* [Quoted passage]:
○ ○ ○
I recall so clearly that at the end of the first meeting mom anxiously sat forward on her seat and asked, tears forming and beginning to roll down her cheek, if there was "hope" for her beloved son.  I wasn't sure what she really meant.  Sure there was hope, I responded, curious why she was so concerned.  The tears of relief flowed as I used one of my favorite lines: "I'm not going to lose sleep about you or your son this weekend."  I did not predict horrible things in the life of her son.  (As if we have crystal balls through which we can predict all coming events!)

Mom quickly came to understand the dilemma she created in transferring anxiety "down the generational line" from her father to her to her son.  The solution was pretty straightforward, as mom now admits. The first thing mom agreed to do was to check her own anxiety at the door.  Family therapy theory discusses pushing the dysfunction "up" the generational ladder.  She, not her father was the parent of this boy.  She knows kids need to learn how to swim, bike etc. despite her father's trauma with his nephew.  But how to reverse the tide?  The answer was a simple behavioral intervention - understanding what was "reinforcing" to her son.

She said she'd tried lots of rewards to motivate him to participate in activities about which she had been giving big mixed messages.  She signed him up for swim lessons, and he, in perfect form, cried about swimming.  He had a bike, but was afraid to learn to ride it.  Motivations?  Stickers failed.  Food (often a dangerous reinforcement, but not universally) was not a first choice as her son was already large for his age.  So I asked him - what would HE like to get if he participated in the upcoming swim lessons He drew a blank.  It's better if kids of almost any age come up with their own reinforcement when trying to get them to participate in something.  This was about developing or increasing a new behavior, not inhibiting a "maladaptive" behavior.  But when a child is a bit on the shy side, I'll toss out some of the tried and true options.

So I went fishing - it didn't take long.  Stickers were out, TV and video games were appropriately limited by mom, so I was hesitant to go there.  Food?  Nope.  Going to the pool is a great reinforcement for some kids, but not this one, not yet.  Extra "play dates" with peers can be a good draw, but this boy has a record of being a bit shy.  How about staying up a bit late after participating in the swim lesson?  His eyes lit up.  Bingo.
○ ○ ○
Stored data:
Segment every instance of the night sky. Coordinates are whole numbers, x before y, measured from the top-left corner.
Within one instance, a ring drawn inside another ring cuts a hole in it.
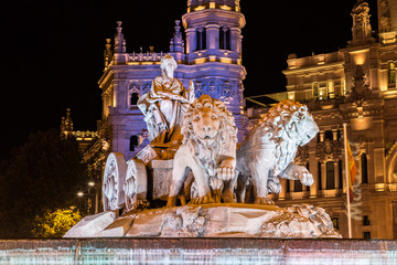
[[[308,56],[344,47],[351,40],[355,0],[242,0],[245,95],[285,91],[288,54]],[[373,30],[376,0],[368,0]],[[34,0],[2,6],[0,159],[28,135],[58,127],[72,109],[75,130],[100,119],[105,39],[124,22],[127,52],[168,52],[174,20],[186,0]]]

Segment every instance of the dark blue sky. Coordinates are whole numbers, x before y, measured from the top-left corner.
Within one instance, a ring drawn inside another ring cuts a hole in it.
[[[351,39],[355,0],[242,0],[246,95],[285,89],[289,53],[333,52]],[[368,1],[376,30],[376,0]],[[124,21],[127,52],[169,51],[186,0],[36,0],[2,7],[0,159],[32,131],[60,126],[67,107],[75,129],[100,118],[105,39]]]

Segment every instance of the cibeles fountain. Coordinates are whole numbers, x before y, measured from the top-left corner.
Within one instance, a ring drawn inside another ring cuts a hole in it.
[[[107,158],[104,212],[86,216],[64,237],[341,237],[329,214],[308,204],[279,208],[279,178],[313,183],[293,163],[299,146],[319,131],[308,107],[283,100],[237,145],[225,104],[173,76],[171,55],[138,105],[150,144],[126,161]],[[167,204],[165,204],[167,201]]]

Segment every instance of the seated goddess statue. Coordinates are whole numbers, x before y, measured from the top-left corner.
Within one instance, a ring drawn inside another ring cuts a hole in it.
[[[167,147],[178,145],[182,139],[182,118],[194,100],[194,87],[191,82],[186,91],[174,77],[178,64],[171,55],[161,60],[160,67],[161,75],[153,80],[150,92],[139,98],[138,107],[144,115],[150,145]]]

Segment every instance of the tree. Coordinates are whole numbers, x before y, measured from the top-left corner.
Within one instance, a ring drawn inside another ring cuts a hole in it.
[[[35,237],[62,237],[73,225],[82,220],[78,210],[57,209],[46,210],[44,214],[36,215],[33,222],[32,235]]]
[[[0,237],[31,236],[34,218],[73,205],[88,179],[77,141],[56,129],[31,134],[0,169]]]

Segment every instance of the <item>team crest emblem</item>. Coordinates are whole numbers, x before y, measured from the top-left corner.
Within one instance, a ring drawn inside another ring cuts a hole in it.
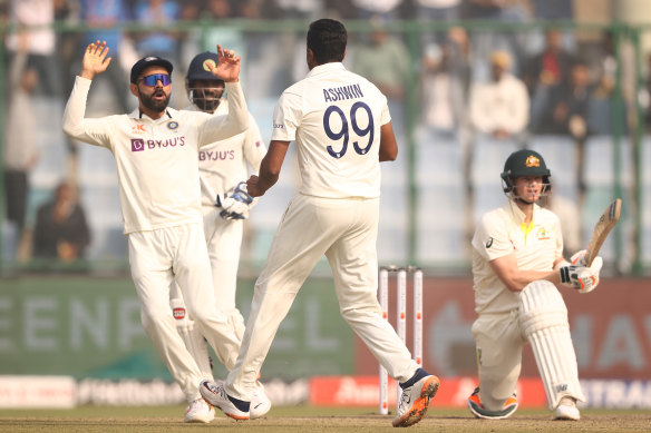
[[[213,68],[216,68],[216,67],[217,67],[217,63],[215,63],[215,61],[214,61],[213,59],[206,59],[206,60],[204,60],[204,62],[203,62],[203,65],[202,65],[202,66],[203,66],[203,68],[204,68],[204,70],[205,70],[206,72],[210,72],[210,71],[212,70],[212,69],[211,69],[211,66],[212,66]]]
[[[526,161],[524,163],[524,165],[527,167],[540,167],[541,160],[538,158],[536,158],[535,156],[529,155],[529,157],[526,158]]]
[[[176,318],[177,321],[181,321],[181,319],[185,318],[185,308],[174,308],[172,311],[172,314],[174,314],[174,318]]]
[[[550,238],[550,233],[545,229],[545,227],[541,227],[537,233],[538,240],[545,240]]]

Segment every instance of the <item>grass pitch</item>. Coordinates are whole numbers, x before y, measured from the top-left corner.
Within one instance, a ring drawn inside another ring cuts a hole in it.
[[[273,407],[268,416],[234,421],[217,411],[211,424],[185,424],[185,406],[109,407],[81,406],[74,410],[2,410],[0,432],[104,433],[104,432],[395,432],[392,415],[377,414],[373,407]],[[583,410],[579,422],[554,421],[550,411],[521,410],[507,420],[476,420],[466,410],[431,406],[427,417],[410,427],[420,432],[649,432],[651,411]]]

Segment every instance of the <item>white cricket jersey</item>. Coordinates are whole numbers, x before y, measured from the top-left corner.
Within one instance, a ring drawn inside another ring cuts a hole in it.
[[[387,98],[340,62],[320,65],[288,88],[273,112],[272,140],[297,141],[302,185],[317,197],[380,196],[380,127]]]
[[[473,276],[478,314],[505,313],[518,307],[519,292],[509,291],[489,262],[513,253],[521,269],[552,272],[554,262],[563,255],[556,215],[534,205],[528,227],[524,218],[524,213],[508,200],[484,214],[477,226],[473,237]]]
[[[186,109],[200,111],[194,105]],[[227,112],[229,101],[222,100],[214,115]],[[202,205],[214,206],[217,194],[223,197],[224,193],[233,189],[235,185],[246,181],[249,179],[246,165],[258,174],[265,154],[266,146],[251,114],[246,131],[202,147],[198,151]]]
[[[108,148],[116,161],[124,233],[201,223],[198,147],[243,132],[247,110],[240,83],[226,83],[229,116],[167,108],[153,120],[129,115],[85,118],[90,80],[77,77],[64,131]]]

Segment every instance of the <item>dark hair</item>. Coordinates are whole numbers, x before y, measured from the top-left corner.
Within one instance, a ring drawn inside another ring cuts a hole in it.
[[[308,48],[312,50],[319,65],[343,60],[347,40],[346,27],[337,20],[317,20],[308,30]]]

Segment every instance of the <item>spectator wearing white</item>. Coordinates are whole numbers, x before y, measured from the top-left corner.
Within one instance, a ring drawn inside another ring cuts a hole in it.
[[[477,132],[519,140],[529,119],[529,97],[524,82],[509,72],[506,51],[490,55],[490,80],[470,87],[470,124]]]

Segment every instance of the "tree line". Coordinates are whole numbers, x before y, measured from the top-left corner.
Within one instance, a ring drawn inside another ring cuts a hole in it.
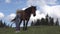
○ ○ ○
* [Questions]:
a – In the account of the anxious mother and her son, what reward made the boy's eyes light up?
b – Please continue the account of the anxious mother and her son, picking up after its final line.

* [Written answers]:
a – Staying up a bit late after participating in the swim lesson.

b –
Mom was game, and in 2 weeks the report was perfect.  He not only had participated in the swim lesson but was now swimming on his own, head in the water and on those days he did so, mom or dad stayed up with him an extra half hour - an easy accommodation during summer break.  The reinforcement combined two most powerful reinforcers: staying up late, a sign of maturity, growth and responsibility, and parent attention during that extra half hour.  Parents were aware that they needed to begin to wean the "reinforcement" pretty quickly which they had spontaneously begun to do - once he was swimming. We discussed that "reinforcements" are establishing an economic model.  Now as my son the economist will tell you, I know diddly about economics.  But I know enough to know that parents are the rulers of economics with children.   Reinforcements can be established, changed or cancelled, as the situation demanded.  These parents understood that there is no need to waste a working reinforcement when a behavioral goal (swimming) is established.  Save it for other goals.  Mom continues to be aware that the anxiety specter loomed, but was working hard at keeping her goal on the child's needs, not her father's anxiety.  That'll be a work in progress that we can address as needed.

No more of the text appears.